◆ **Aim of the task**
Please write out the records below from the line that contains "Challenge: find every instance of child's mouth" down through the line that contains "[226, 172, 263, 187]", copying them exactly and including both of those lines.

◆ **Extracted information**
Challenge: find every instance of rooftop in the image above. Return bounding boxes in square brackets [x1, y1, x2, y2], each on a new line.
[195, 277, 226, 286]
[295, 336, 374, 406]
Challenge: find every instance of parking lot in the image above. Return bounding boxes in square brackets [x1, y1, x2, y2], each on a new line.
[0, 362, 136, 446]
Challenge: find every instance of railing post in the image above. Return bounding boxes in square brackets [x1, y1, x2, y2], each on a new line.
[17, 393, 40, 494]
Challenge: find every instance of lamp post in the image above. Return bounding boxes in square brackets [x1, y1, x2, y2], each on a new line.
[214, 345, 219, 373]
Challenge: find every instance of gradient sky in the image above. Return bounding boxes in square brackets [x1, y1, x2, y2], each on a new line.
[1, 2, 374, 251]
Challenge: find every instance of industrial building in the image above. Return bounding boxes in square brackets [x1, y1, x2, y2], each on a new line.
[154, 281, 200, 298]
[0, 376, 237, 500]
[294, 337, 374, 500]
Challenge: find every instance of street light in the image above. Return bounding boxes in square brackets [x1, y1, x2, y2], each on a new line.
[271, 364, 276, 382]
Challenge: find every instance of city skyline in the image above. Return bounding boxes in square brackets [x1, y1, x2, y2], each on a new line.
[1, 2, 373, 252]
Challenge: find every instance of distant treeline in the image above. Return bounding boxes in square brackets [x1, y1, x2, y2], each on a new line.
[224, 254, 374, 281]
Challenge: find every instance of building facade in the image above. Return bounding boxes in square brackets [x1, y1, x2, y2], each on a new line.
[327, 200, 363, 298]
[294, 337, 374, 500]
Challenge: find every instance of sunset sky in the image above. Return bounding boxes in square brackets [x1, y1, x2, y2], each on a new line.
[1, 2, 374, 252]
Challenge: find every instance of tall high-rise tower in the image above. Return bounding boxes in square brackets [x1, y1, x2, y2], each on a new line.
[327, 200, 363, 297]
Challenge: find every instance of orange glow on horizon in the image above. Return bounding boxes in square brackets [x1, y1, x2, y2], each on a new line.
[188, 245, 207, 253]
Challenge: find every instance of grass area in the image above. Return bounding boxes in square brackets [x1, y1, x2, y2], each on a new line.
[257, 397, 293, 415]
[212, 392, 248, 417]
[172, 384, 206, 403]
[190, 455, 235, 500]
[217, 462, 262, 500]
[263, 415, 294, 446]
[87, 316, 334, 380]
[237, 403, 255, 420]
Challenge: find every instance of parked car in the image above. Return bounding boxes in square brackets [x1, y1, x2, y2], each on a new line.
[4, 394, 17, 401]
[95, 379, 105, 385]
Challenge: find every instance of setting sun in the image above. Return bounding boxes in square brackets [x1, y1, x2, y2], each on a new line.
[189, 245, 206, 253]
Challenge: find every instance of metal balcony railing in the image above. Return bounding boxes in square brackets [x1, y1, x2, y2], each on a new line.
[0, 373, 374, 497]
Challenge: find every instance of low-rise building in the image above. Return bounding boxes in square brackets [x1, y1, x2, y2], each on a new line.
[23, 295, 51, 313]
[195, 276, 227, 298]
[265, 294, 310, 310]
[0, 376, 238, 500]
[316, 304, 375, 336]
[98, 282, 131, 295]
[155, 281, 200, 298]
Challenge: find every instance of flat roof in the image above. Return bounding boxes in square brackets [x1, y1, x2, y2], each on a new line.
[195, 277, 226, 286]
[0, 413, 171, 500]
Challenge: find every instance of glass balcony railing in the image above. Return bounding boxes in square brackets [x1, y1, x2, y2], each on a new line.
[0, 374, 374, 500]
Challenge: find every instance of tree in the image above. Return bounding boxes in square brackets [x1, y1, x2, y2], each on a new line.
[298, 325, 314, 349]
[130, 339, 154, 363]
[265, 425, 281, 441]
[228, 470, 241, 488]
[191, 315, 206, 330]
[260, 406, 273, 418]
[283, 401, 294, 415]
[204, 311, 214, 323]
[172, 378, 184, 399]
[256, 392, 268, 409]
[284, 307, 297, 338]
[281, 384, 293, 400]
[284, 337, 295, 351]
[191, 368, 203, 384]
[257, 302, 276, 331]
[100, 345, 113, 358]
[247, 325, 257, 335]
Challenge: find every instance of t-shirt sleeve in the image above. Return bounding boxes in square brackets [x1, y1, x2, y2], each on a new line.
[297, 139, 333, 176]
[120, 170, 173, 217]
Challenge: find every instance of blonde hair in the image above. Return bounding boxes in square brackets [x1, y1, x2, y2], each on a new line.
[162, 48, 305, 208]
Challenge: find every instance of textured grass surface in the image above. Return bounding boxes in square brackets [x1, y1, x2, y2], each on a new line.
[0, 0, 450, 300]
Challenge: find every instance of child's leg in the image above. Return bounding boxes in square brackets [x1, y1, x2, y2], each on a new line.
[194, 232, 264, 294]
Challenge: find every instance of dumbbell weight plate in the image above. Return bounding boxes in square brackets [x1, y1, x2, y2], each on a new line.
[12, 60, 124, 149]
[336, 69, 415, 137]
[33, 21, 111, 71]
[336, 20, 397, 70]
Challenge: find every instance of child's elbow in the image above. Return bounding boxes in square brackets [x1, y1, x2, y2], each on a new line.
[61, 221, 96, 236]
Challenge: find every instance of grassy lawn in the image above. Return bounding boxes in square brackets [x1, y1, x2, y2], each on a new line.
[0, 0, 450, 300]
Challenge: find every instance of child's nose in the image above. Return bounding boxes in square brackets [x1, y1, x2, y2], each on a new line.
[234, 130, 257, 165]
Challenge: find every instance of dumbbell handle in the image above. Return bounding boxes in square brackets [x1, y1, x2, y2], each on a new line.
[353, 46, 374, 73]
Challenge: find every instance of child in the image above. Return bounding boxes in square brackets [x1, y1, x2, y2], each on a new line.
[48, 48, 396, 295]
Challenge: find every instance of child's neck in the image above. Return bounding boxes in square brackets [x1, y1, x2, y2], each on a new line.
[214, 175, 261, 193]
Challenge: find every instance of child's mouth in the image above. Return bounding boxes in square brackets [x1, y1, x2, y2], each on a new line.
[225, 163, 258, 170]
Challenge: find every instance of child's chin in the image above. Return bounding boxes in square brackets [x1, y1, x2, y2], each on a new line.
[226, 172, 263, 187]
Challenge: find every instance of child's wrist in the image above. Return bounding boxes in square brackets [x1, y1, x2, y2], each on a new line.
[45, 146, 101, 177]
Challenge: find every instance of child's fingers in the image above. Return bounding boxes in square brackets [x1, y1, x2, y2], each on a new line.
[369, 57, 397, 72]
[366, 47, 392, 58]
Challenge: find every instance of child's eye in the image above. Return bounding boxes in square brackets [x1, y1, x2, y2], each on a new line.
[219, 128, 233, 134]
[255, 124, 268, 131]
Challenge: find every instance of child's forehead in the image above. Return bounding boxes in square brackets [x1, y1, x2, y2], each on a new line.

◆ **The completed task**
Challenge: find every instance of child's mouth in the image above. Return bounding boxes in square brackets [x1, y1, x2, y2], each on a new line.
[225, 163, 258, 170]
Challenge: find every instance of child's chin in the image above. Return bounding boxes in square brackets [x1, y1, x2, y2], each on a new line.
[226, 172, 263, 187]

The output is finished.